# START OF Records provided
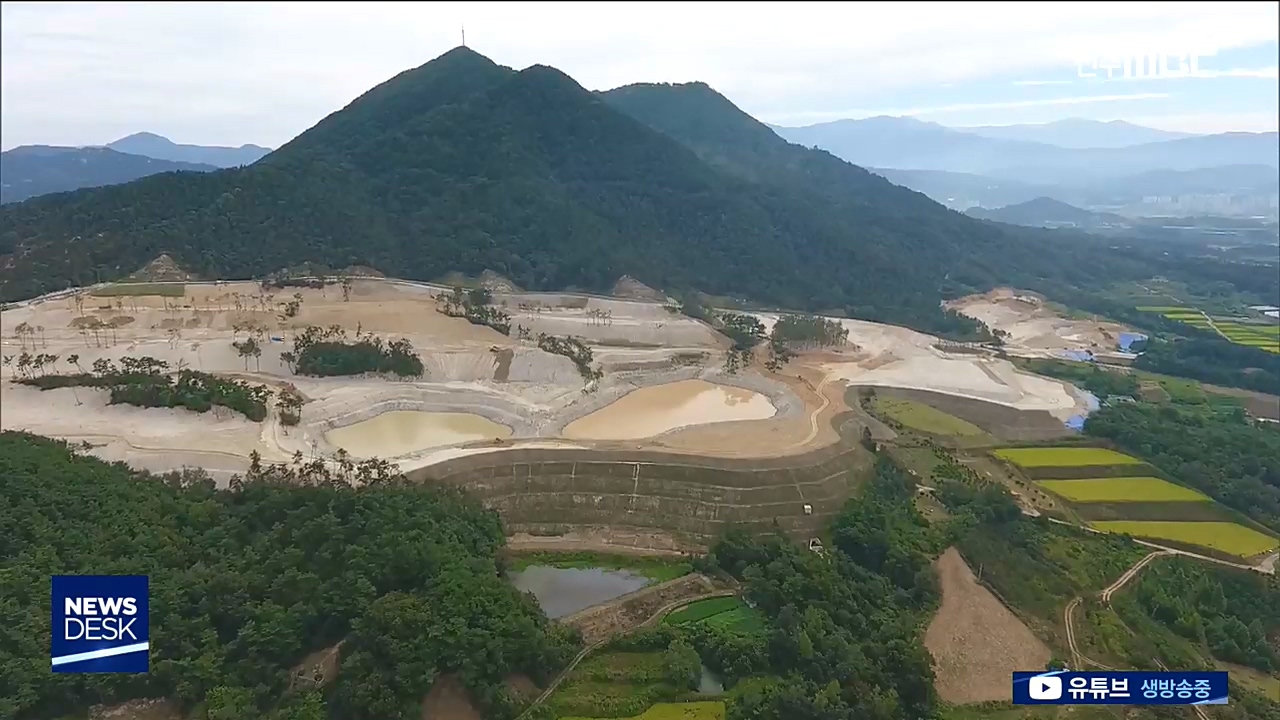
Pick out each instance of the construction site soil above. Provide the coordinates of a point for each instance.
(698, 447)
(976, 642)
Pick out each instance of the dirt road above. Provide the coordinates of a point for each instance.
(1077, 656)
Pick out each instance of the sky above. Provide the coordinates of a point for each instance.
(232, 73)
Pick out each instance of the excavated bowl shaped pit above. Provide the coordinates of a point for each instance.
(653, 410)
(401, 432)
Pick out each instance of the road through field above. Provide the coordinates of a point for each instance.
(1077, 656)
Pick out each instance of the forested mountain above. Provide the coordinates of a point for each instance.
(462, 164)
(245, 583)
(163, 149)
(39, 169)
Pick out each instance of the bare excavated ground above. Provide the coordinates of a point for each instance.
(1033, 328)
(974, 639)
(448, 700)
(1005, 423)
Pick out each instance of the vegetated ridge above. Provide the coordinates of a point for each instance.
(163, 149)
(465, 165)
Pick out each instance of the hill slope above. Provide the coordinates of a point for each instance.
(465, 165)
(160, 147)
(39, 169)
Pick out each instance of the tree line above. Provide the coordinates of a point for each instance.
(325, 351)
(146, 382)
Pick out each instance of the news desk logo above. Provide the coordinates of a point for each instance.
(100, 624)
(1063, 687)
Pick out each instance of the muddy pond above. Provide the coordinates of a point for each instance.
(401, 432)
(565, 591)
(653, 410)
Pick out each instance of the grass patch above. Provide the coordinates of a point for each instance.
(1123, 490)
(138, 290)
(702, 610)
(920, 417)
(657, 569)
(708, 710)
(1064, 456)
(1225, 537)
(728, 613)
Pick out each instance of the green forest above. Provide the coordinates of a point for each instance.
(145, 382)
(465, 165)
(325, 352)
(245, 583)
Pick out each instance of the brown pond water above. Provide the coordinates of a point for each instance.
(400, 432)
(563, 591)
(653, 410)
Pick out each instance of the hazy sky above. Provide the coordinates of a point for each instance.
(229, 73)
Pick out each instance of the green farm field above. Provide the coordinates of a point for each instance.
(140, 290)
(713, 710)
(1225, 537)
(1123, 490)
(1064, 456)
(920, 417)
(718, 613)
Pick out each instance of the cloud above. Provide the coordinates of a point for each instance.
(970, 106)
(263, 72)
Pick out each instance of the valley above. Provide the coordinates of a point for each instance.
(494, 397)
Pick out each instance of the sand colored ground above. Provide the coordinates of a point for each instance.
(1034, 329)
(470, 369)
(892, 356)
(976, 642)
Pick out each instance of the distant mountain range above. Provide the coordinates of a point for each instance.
# END OF Records provided
Task instructions:
Please rewrite the lines above with every "Pick out" replaced by "Mark", keeping everything else unchanged. Leave the pictures out of your answer.

Final result:
Mark each instance of the construction site soil above. Provide the coordinates of a point for each instance.
(698, 447)
(976, 642)
Mark each instance of the dirt road above. Provide the coordinates of a point for each instance.
(1077, 656)
Mark each instance of the sky above. Provide the coordinates of a point for each instance.
(232, 73)
Mark each instance of the excavated bowl shaped pit above. Provide the coordinates of a point for each instance.
(653, 410)
(401, 432)
Mark each instance of the road through field above. Provide the coordinates of a point for each instance.
(1077, 656)
Mark each instance of the forested mountain above. Provide the coordinates of a point for each instance.
(462, 164)
(245, 583)
(163, 149)
(39, 169)
Mark each instance of the bare excavated ground above. Provide the coordinates of a point for each instance.
(1033, 328)
(974, 639)
(448, 700)
(1005, 423)
Mark each instance of the vegetated ridge above. Provide the coordinates of a point for each instance.
(163, 149)
(465, 165)
Mark each instance of the hill slope above. Provide the coordinates of a point for each instance.
(465, 165)
(160, 147)
(39, 169)
Mark each instance of the tree line above. Provide the coordinates of a point for each instance.
(325, 351)
(146, 382)
Mark each instance of the news desk logo above. Provide the coordinates of a point for each instance.
(100, 624)
(1063, 687)
Mark each instance of the muddy pond above. Provide the coordinates of a point for each instance.
(401, 432)
(565, 591)
(653, 410)
Mark each instance of the grass patch above. Provide the coordinates of a point for each instance.
(1123, 490)
(138, 290)
(702, 610)
(920, 417)
(657, 569)
(708, 710)
(1064, 456)
(1225, 537)
(728, 613)
Mark each instance of the green forest above. Provide the coordinates of a point for each instance.
(145, 382)
(465, 165)
(325, 352)
(245, 583)
Mark each instance of the brown pond water above. Provide the coordinates of a point for each instance.
(400, 432)
(563, 591)
(653, 410)
Mark each instance of the hazy sky above. Provide the coordinates of a point for each instance.
(229, 73)
Mark each instance of the green farm field above. Provide the coordinates of a point for each instance.
(140, 290)
(713, 710)
(1225, 537)
(1123, 490)
(1064, 456)
(920, 417)
(718, 613)
Mark each instance of the cloud above. Provide the coordinates of a point for each instance.
(970, 106)
(263, 72)
Mark each instance of the valley above. Provide the coordinates of a point for each instance.
(494, 397)
Mark each instance of the sand colored ground above. Provide the coordinates of a point for each instance.
(1034, 329)
(470, 369)
(892, 356)
(976, 642)
Mark each instance of the distant mountain range above. Provide the coordinates of a point for each instance.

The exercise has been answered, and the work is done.